Tâche courte a: Recopiez le passage de l'entretien entre « Pensez-vous qu’elle prend » et « encore la réalité. », inclus, en renommant « bière » en « cidre ».

Et puis, surtout, j’ai commencé à questionner des gens parce qu’une tante — la sœur aînée de ma mère est mort. Puis son mari, ensuite une autre demie-sœur de ma mère qui avait fait un AVC avait perdu la parole. Quand j’ai vu que mon père allait lui aussi y passer, j’y suis allé en me disant si je ne le fais pas maintenant, je ne le ferai jamais.

Comment expliquez-vous que votre mère, qui a elle-même souffert d’un non-dit, en ait reproduit un à son tour ?

EC : Ma mère fait partie d’une époque où la psychanalyse était quelque chose de honteux. Du coup, ce n’est pas une femme qui a été psychanalysée.

Pensez-vous qu’elle prend conscience de cela ?

EC : Non, pas du tout, je ne pense pas. Ou alors c’est caché. Au fond, les choses lui échappent. Elle vit la réalité quand les choses lui échappent, finalement. On a coupé plein de moment, les interviews ont été longues, elle était très tendue au début, je lui faisais boire un peu de bière pour la détendre (sourire) Elle n’a pas vu le film, mais même si elle le voit, elle se cachera encore la réalité.

Lorsque vous avez entrepris ce film, avez-vous dit à vos parent qu’il portait sur votre sœur ou bien qu’il s’agissait d’un récit de la famille ?

EC : Sur un récit de la famille plutôt. Ils se sont vite aperçus que les questions tournaient autour d’elle et je les ai laissés interpréter. Cela dit, j’ai fait un film sur cette enfant ; elle est devenue au fur et à mesure de mes recherches la symbolique du caché, des choses qu’on cache.

Votre frère vous a-t-il soutenu ?

EC : Non… non… Mon frère n’a pas réagi comme moi à toute cette histoire. Lui est passé à côté. Je ne sais pas pourquoi j’ai porté cette histoire ; probablement parce que je portais une certaine forme de culpabilité de ma mère.

À partir de quel âge avez-vous commencé à prendre conscience qu’il y avait “quelque chose” ?

EC : Je n’en sais rien. En fait, probablement assez tôt, mais je ne m’en souviens plus vraiment. C’est ce qui m’a conduit, peut-être, à faire le métier que je fais. Mon métier d’acteur, au début, c’est un rapport avec les morts — les auteurs morts. On reste enfermé dans des salles, dans le noir ; on apprend des textes de gens qui sont décédés et on essaie de faire ressortir une mémoire, un sentiment de l’auteur quand il était en train d’écrire, que ce soit Shakespeare ou Tchekov. On travaille avec des morts. Au finale, je pense que cette enfant qui est ma sœur n’est pas pour rien dans mon choix de carrière et d’aller vers le théâtre et la littérature.

Annotations de coordonnées

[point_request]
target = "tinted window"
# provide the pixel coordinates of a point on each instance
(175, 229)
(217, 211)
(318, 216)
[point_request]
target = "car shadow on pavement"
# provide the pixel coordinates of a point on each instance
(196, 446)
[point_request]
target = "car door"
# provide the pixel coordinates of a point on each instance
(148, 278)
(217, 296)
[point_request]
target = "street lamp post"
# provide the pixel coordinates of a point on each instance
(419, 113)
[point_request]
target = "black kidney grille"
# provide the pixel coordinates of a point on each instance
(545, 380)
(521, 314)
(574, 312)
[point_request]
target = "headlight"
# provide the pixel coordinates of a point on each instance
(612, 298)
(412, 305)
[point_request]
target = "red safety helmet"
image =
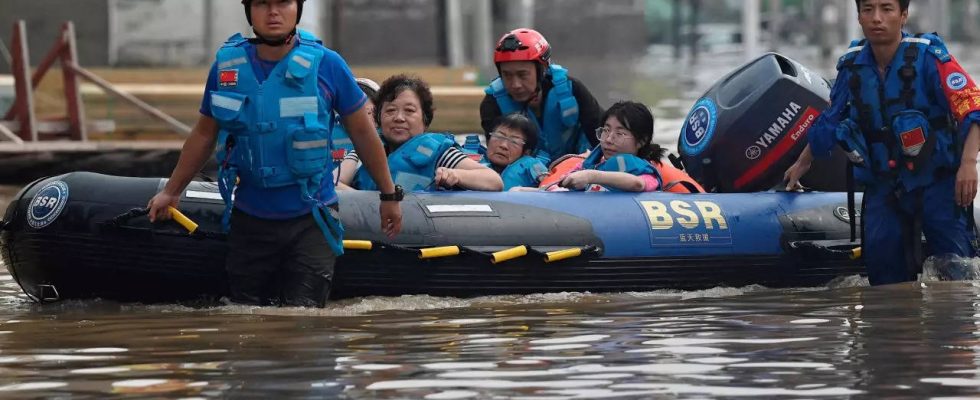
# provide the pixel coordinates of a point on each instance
(522, 44)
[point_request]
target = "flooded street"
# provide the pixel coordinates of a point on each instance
(843, 340)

Tâche courte b: Reprenez toute la liste d'annotations ci-dessus, requêtes comprises, en décalant de 68 chaque nombre des coordonnées données en réponse. Laissez les images de côté.

Réponse rédigée a:
Pensez-vous qu’elle prend conscience de cela ?

EC : Non, pas du tout, je ne pense pas. Ou alors c’est caché. Au fond, les choses lui échappent. Elle vit la réalité quand les choses lui échappent, finalement. On a coupé plein de moment, les interviews ont été longues, elle était très tendue au début, je lui faisais boire un peu de cidre pour la détendre (sourire) Elle n’a pas vu le film, mais même si elle le voit, elle se cachera encore la réalité.

Réponse rédigée b:
[point_request]
target = "tinted window"
# provide the pixel coordinates of a point on each instance
(243, 297)
(285, 279)
(386, 284)
[point_request]
target = "car shadow on pavement"
# provide the pixel coordinates of a point on each instance
(264, 514)
[point_request]
target = "car door"
# provide the pixel coordinates of a point on each instance
(216, 346)
(285, 364)
[point_request]
target = "street lamp post"
# provide the pixel coordinates of a point on each instance
(487, 181)
[point_request]
target = "black kidney grille"
# provide the pixel coordinates of a point on each instance
(613, 448)
(589, 382)
(642, 380)
[point_request]
target = "headlight"
# provide the pixel coordinates of a point on each instance
(680, 366)
(480, 373)
[point_request]
target = "red safety helmet"
image =
# provide the pixel coordinates of a point on each instance
(590, 112)
[point_request]
target = "flooded street"
# provide the pixel coordinates of a point on each instance
(911, 408)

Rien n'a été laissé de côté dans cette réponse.